**ACTIVITY:**
Locate the word "railing" in the data below, then copy every line that holds it.

RECORDED INFORMATION Start Marker

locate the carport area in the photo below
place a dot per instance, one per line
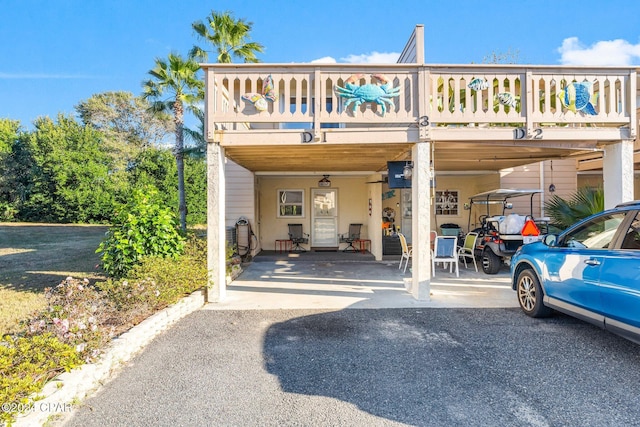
(338, 281)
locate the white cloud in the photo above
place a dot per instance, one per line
(324, 60)
(608, 52)
(371, 58)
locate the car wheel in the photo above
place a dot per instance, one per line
(490, 262)
(530, 295)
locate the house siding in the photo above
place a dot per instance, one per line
(240, 197)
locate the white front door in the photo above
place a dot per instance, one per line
(324, 217)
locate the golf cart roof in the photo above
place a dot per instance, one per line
(501, 194)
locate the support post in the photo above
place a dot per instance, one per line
(216, 236)
(421, 222)
(618, 173)
(375, 220)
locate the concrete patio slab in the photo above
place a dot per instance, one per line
(338, 281)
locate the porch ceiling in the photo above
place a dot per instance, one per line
(454, 157)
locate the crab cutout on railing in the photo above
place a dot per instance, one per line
(379, 93)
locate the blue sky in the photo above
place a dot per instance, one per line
(56, 53)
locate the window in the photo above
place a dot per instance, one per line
(447, 202)
(290, 203)
(632, 238)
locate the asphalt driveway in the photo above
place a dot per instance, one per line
(374, 367)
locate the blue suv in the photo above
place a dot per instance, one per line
(590, 271)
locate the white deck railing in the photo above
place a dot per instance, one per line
(307, 94)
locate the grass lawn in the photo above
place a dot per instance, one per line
(37, 256)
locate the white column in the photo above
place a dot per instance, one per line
(421, 222)
(375, 220)
(618, 173)
(216, 244)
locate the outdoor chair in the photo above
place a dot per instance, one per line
(467, 251)
(444, 251)
(297, 237)
(352, 236)
(406, 252)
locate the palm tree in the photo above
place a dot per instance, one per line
(177, 78)
(585, 202)
(229, 37)
(199, 148)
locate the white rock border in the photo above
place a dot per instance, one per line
(68, 389)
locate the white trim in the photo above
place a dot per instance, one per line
(279, 205)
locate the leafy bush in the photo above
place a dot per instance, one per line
(78, 315)
(26, 364)
(142, 228)
(157, 282)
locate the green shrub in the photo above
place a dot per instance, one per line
(26, 364)
(157, 282)
(142, 228)
(77, 314)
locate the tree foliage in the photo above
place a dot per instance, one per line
(566, 212)
(143, 227)
(174, 84)
(125, 118)
(63, 171)
(229, 37)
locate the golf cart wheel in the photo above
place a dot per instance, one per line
(490, 262)
(530, 294)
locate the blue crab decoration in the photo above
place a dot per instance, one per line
(379, 93)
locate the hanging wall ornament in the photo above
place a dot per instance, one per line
(579, 97)
(381, 92)
(259, 100)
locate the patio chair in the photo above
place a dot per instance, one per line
(350, 237)
(406, 252)
(444, 251)
(467, 251)
(297, 237)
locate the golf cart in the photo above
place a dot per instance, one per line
(499, 236)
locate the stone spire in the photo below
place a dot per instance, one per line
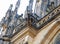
(17, 5)
(30, 6)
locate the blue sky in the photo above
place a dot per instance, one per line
(4, 5)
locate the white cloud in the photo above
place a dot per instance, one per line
(4, 5)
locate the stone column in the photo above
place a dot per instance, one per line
(6, 40)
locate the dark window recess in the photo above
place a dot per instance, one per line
(26, 43)
(48, 17)
(57, 10)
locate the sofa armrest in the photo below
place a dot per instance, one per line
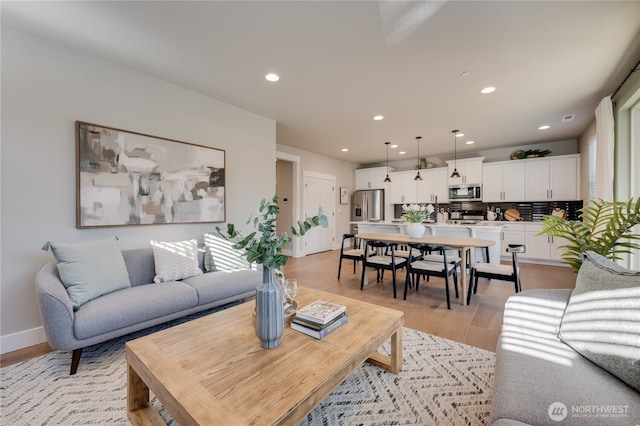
(535, 312)
(56, 308)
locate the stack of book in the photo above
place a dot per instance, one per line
(319, 318)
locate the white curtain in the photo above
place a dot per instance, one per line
(604, 154)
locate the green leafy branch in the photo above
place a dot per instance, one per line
(605, 228)
(264, 246)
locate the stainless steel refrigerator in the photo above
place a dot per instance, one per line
(368, 205)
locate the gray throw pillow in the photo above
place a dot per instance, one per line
(89, 270)
(602, 319)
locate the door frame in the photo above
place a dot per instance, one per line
(332, 178)
(296, 243)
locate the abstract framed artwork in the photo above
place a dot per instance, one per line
(126, 178)
(344, 195)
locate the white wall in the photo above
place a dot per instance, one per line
(45, 89)
(342, 170)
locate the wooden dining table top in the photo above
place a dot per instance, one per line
(453, 242)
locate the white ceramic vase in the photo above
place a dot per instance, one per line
(415, 230)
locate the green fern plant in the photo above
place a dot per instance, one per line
(605, 228)
(264, 246)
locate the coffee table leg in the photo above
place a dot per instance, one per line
(393, 364)
(137, 391)
(138, 409)
(396, 352)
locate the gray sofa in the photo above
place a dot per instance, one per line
(539, 377)
(143, 305)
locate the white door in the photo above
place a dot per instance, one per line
(319, 192)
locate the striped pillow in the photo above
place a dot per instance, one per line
(175, 260)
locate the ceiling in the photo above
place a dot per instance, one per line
(340, 63)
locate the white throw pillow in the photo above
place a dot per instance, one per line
(221, 256)
(175, 260)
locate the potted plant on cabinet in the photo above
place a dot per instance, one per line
(264, 246)
(604, 227)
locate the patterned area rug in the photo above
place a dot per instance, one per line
(442, 382)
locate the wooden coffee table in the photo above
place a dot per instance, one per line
(212, 370)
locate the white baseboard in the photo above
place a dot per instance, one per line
(22, 339)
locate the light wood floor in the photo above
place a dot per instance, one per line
(478, 324)
(426, 310)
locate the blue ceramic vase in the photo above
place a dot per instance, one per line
(269, 310)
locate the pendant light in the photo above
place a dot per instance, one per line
(387, 179)
(418, 177)
(455, 173)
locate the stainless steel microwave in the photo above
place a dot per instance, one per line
(465, 192)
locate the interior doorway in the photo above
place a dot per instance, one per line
(319, 192)
(288, 181)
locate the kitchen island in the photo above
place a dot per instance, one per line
(486, 230)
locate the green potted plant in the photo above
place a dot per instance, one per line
(604, 227)
(415, 214)
(264, 246)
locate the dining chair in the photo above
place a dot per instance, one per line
(442, 267)
(356, 253)
(497, 271)
(383, 259)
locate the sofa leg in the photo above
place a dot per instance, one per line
(75, 360)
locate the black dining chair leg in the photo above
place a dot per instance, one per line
(446, 286)
(407, 278)
(455, 284)
(471, 274)
(393, 270)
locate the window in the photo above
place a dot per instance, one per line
(593, 148)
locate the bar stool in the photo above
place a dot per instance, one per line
(498, 272)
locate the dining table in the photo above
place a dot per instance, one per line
(465, 245)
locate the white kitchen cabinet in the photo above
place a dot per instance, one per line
(403, 188)
(434, 186)
(470, 170)
(555, 178)
(371, 178)
(503, 182)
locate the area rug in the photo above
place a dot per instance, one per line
(441, 382)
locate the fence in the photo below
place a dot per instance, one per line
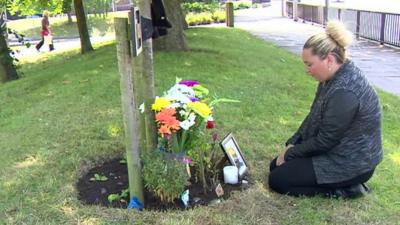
(377, 26)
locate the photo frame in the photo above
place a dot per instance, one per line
(232, 151)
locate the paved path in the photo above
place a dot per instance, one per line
(381, 65)
(60, 45)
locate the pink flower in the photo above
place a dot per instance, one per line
(189, 83)
(210, 124)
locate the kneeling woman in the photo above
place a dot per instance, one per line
(338, 145)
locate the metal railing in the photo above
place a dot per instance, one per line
(377, 26)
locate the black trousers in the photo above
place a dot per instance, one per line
(297, 178)
(40, 44)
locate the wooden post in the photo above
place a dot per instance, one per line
(229, 14)
(358, 23)
(129, 109)
(148, 86)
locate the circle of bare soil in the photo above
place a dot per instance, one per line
(95, 192)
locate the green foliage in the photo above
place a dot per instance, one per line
(198, 7)
(98, 177)
(205, 156)
(205, 18)
(165, 176)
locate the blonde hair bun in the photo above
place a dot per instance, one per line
(338, 32)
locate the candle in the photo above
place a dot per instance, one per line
(231, 175)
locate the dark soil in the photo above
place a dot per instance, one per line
(97, 192)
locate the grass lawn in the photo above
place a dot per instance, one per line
(55, 123)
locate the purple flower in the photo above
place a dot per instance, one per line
(187, 160)
(189, 83)
(193, 99)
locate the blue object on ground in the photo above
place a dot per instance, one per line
(135, 204)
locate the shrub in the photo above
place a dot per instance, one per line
(198, 7)
(193, 19)
(166, 178)
(219, 16)
(199, 18)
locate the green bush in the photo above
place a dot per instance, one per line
(193, 19)
(199, 7)
(166, 178)
(219, 16)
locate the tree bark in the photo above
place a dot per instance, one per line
(7, 68)
(175, 40)
(86, 45)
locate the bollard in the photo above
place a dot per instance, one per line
(229, 14)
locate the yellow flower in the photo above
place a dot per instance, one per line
(160, 103)
(200, 108)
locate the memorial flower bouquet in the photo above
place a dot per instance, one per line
(183, 115)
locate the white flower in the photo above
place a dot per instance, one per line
(192, 117)
(179, 97)
(182, 112)
(175, 105)
(186, 124)
(180, 93)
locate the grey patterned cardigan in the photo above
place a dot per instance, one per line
(342, 132)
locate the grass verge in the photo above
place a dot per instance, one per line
(57, 120)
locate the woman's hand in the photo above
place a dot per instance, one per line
(281, 158)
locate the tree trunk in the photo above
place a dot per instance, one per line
(7, 68)
(175, 40)
(86, 45)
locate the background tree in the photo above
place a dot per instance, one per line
(175, 40)
(86, 45)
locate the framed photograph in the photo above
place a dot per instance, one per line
(232, 151)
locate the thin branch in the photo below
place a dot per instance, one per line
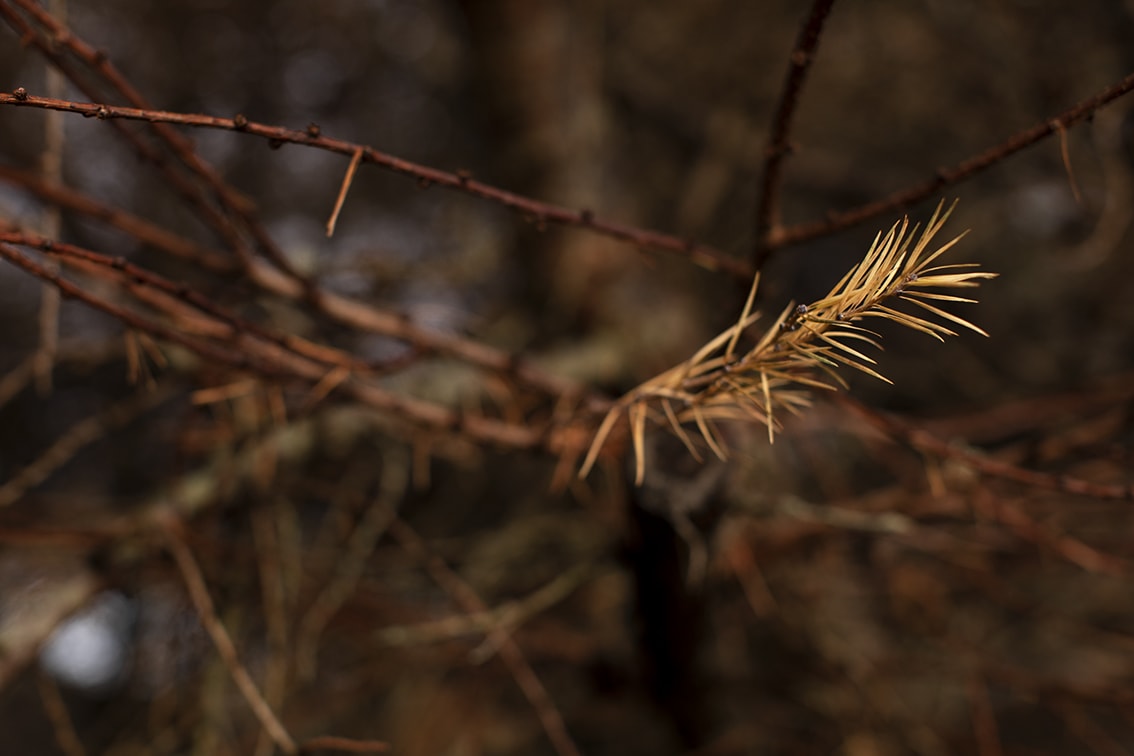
(199, 594)
(344, 309)
(77, 438)
(348, 569)
(779, 145)
(539, 212)
(925, 441)
(838, 221)
(510, 653)
(288, 366)
(183, 147)
(51, 164)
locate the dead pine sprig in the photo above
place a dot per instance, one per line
(803, 348)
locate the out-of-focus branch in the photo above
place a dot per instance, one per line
(58, 36)
(838, 221)
(779, 144)
(538, 212)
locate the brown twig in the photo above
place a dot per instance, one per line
(192, 193)
(288, 366)
(180, 146)
(540, 212)
(838, 221)
(927, 442)
(779, 145)
(77, 438)
(348, 568)
(199, 594)
(510, 653)
(345, 311)
(346, 745)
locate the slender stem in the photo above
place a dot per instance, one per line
(779, 144)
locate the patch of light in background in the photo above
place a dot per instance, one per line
(91, 651)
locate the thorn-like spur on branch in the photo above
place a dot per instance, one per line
(803, 347)
(542, 212)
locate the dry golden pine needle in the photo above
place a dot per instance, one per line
(898, 280)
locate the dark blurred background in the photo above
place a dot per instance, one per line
(859, 599)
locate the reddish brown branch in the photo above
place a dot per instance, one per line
(924, 441)
(838, 221)
(206, 612)
(779, 146)
(539, 212)
(339, 308)
(180, 146)
(284, 366)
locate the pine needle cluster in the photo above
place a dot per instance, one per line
(897, 280)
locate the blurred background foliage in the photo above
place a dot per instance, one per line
(857, 599)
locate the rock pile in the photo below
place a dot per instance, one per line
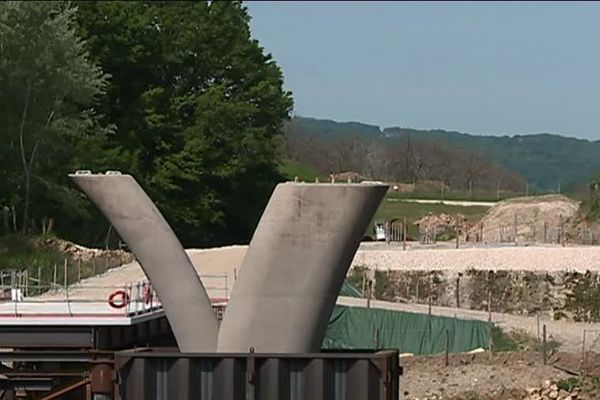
(78, 252)
(550, 391)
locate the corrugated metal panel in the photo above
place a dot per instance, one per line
(156, 375)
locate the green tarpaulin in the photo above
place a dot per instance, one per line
(353, 328)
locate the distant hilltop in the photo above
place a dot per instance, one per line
(547, 162)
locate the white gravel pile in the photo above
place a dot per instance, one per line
(532, 258)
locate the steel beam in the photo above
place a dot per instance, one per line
(141, 225)
(295, 266)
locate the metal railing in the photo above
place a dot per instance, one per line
(20, 298)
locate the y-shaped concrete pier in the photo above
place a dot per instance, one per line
(141, 225)
(295, 266)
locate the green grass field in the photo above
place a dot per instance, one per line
(392, 208)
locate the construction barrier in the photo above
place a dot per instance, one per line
(420, 334)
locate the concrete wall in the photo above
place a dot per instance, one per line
(164, 261)
(295, 266)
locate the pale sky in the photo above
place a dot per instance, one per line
(483, 68)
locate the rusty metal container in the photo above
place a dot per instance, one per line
(159, 375)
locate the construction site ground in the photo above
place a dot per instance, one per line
(490, 376)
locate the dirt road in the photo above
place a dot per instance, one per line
(508, 258)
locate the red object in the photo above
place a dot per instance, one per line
(147, 294)
(124, 299)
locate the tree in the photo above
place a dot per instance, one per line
(199, 109)
(49, 87)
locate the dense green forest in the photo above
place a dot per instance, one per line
(332, 147)
(544, 161)
(176, 93)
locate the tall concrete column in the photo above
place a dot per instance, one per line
(295, 266)
(141, 225)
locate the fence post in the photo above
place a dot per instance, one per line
(515, 229)
(404, 231)
(582, 363)
(447, 347)
(429, 293)
(544, 345)
(457, 235)
(55, 273)
(458, 290)
(66, 276)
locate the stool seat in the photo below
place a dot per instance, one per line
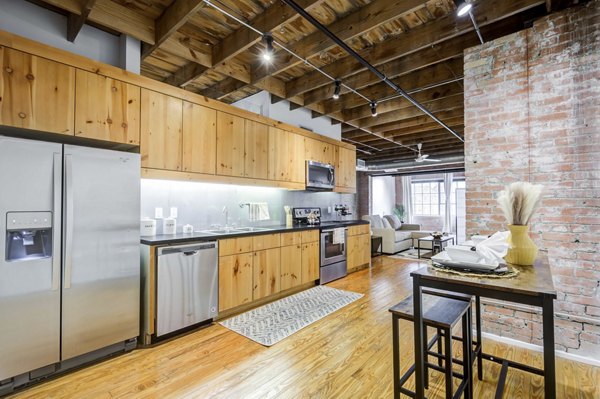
(437, 311)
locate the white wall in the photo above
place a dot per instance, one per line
(260, 103)
(36, 23)
(384, 195)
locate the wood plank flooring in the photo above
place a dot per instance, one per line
(346, 355)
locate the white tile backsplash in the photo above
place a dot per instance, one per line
(201, 204)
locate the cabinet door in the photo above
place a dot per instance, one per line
(230, 144)
(36, 93)
(266, 273)
(320, 151)
(359, 250)
(310, 262)
(199, 138)
(107, 109)
(232, 246)
(346, 168)
(297, 158)
(161, 133)
(256, 150)
(235, 280)
(280, 148)
(291, 266)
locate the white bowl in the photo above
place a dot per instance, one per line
(478, 238)
(461, 253)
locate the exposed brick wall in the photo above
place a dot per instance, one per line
(363, 194)
(532, 112)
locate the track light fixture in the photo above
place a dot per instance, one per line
(373, 108)
(268, 51)
(336, 91)
(462, 7)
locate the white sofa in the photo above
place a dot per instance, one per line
(399, 239)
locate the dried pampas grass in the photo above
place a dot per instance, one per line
(519, 201)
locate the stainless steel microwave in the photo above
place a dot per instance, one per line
(319, 176)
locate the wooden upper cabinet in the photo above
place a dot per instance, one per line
(36, 93)
(279, 154)
(256, 149)
(106, 109)
(230, 144)
(161, 138)
(199, 138)
(320, 151)
(346, 168)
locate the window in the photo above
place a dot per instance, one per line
(429, 198)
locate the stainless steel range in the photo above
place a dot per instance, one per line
(333, 243)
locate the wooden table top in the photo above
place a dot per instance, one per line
(532, 280)
(442, 239)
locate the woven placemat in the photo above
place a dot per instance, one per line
(511, 272)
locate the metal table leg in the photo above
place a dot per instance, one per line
(549, 361)
(418, 327)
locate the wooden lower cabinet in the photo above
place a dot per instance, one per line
(235, 280)
(291, 266)
(310, 261)
(266, 266)
(359, 251)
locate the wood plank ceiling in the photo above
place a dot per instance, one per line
(418, 44)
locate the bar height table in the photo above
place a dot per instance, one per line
(532, 286)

RECORDED INFORMATION End Marker

**WRITTEN ANSWER:**
locate the crab cutout on railing in the photo above
locate the white deck railing in the photo above
locate the metal railing in the photo above
locate the metal railing in the photo above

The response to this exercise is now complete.